The Coast Guard’s relocation of a rescue helicopter from Newport, Ore., has met a chorus of protests that fishermen’s lives will be endangered during the imminent Dungeness crab season.
Sen. Ron Wyden called for a meeting with Coast Guard officials Sunday at the Newport Municipal Airport, for years a forward-deployed base for a MH-55 Dolphin helicopter close to the crabbing grounds.
A stormy public meeting Nov. 12 brought an estimated 800 people to Newport’s city hall for a public meeting on the helicopter move – and reports that the federal Department of Homeland Security plans to build a detention center for illegal immigrants at the airport.
“To date, I have not received any answers or updates from the Coast Guard or DHS,” Wyden wrote in a Nov. 19 message to acting Coast Guard Commandant Adm. Kevin Lunday. “That ongoing silence about a decision that carries life-and-death consequences for Oregonians and visitors to this community is unacceptable to the people I’m proud to represent.”
Late Friday, Oregon Attorney General Dan Rayfield announced the state along with Lincoln County and the Newport Fishermen’s Wives organization are filing lawsuits, seeking to "compel the federal government to return the Coast Guard search-and-rescue helicopter abruptly removed from the Newport Air Facility."
“This helicopter isn’t a luxury – it’s a critical part of how we keep people alive on the Oregon coast,” said Rayfield. “The federal government didn’t just move a piece of machinery. They pulled away a safety net that this community depends on, and they did it in the dark of night with no transparency and no legal process. We’re taking action because every minute matters in a coastal emergency.”
The move shifted the closest Coast Guard air support to North Bend, Ore., about 90 miles and 10 minutes flying time from the coast, according to Wyden, the Newport Fishermen’s Wives Association and other community advocates.

:::

## WORK TO COMPLETE
A) Update the Newport helicopter article from the words "The move shifted" through "other community advocates.", with "community advocates" changed to "local supporters".
B) According to the Newport helicopter article, about how many people came to the public meeting at Newport's city hall on Nov. 12?
C) Pick up the Newport helicopter article after its last sentence and keep writing.

## DATASET SECTION
:::

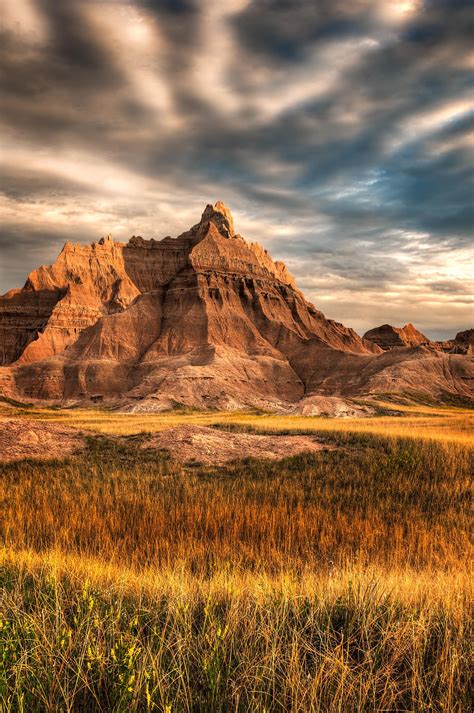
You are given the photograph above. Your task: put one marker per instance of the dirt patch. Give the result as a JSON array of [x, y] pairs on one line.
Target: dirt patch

:::

## RESPONSES BY ITEM NUMBER
A)
The move shifted the closest Coast Guard air support to North Bend, Ore., about 90 miles and 10 minutes flying time from the coast, according to Wyden, the Newport Fishermen’s Wives Association and other local supporters.

B) An estimated 800 people.

C)
“We are deeply concerned about the safety of our commercial fishing industry, especially with the opening of crab season scheduled for Dec. 16”, Becca Bostwick-Terry, president of Newport Fishermen’s Wives, said in a Nov. 22 post on social media..
“We aren’t saying people might die. We’re saying people will die,” Cari Brandberg of the Fishermen’s Wives said at the Nov. 12 city hall meeting.
“Eight hundred people in a town of 10,000 showed up,” Democratic state Rep. David Gomberg told Rachel Maddow of MSNBC. While one potential contractor for DHS withdrew from negotiations with Newport city officials the federal government still appears to be recruiting for service providers and workers for a detention center, said Gomberg.
Lincoln County’s Board of Commissioners echoed the fishing community’s fears.
“Newport hosts one of the largest crabbing fleets on the West Coast and the largest in Oregon. Dungeness crabbing is famously among the most dangerous occupations, and news of the relocation of the helicopter comes at an especially critical time with the impending beginning of commercial crabbing season,” according to a statement from county officials. “Every year, the helicopter conducts dozens of rescue operations, returning imperiled boat crews and others to their homes and families.”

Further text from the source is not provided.